■ Passage shown
========

Exercise Is Medicine: How Physical Activity Transforms Every System in Your Body
If exercise could be packaged into a pill, it would be the most prescribed medication in human history — and almost certainly the greatest pharmaceutical breakthrough ever achieved. Regular moderate-to-vigorous physical activity touches virtually every organ system in the body.
- It prevents or softens the blow of the most prevalent and costly diseases of modern life:
- Cardiovascular disease, type 2 diabetes, several cancers, depression, anxiety, dementia, and osteoporosis.
- At the same time, it improves cognitive function, emotional wellbeing, sleep quality, sexual health, and longevity in ways no drug has ever managed to replicate.
The fact that most adults in developed nations can’t even meet relatively modest public health guidelines for physical activity is, by any honest measure, one of the greatest preventable health crises of our time.
The cardiovascular benefits of exercise are among the most thoroughly documented findings in all of medical science. Regular aerobic exercise lowers resting heart rate, improves how much blood the heart pumps with each beat, reduces blood pressure, cuts triglycerides and LDL cholesterol, raises HDL cholesterol, improves insulin sensitivity, dampens systemic inflammation, and even spurs the growth of new blood vessels — a process known as angiogenesis.

========

■ Source data

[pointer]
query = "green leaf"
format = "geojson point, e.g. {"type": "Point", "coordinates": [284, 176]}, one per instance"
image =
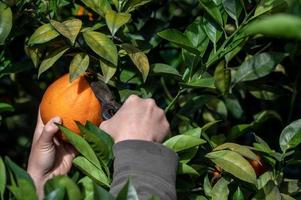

========

■ What to do
Answer these questions from the text on exercise as medicine:
1. If exercise could be packaged into a pill, what would it be?
2. Which diseases does physical activity prevent or soften?
3. What is the process by which exercise spurs the growth of new blood vessels called?

■ Response to this task
1. The most prescribed medication in human history, and almost certainly the greatest pharmaceutical breakthrough ever achieved.
2. Cardiovascular disease, type 2 diabetes, several cancers, depression, anxiety, dementia, and osteoporosis.
3. Angiogenesis.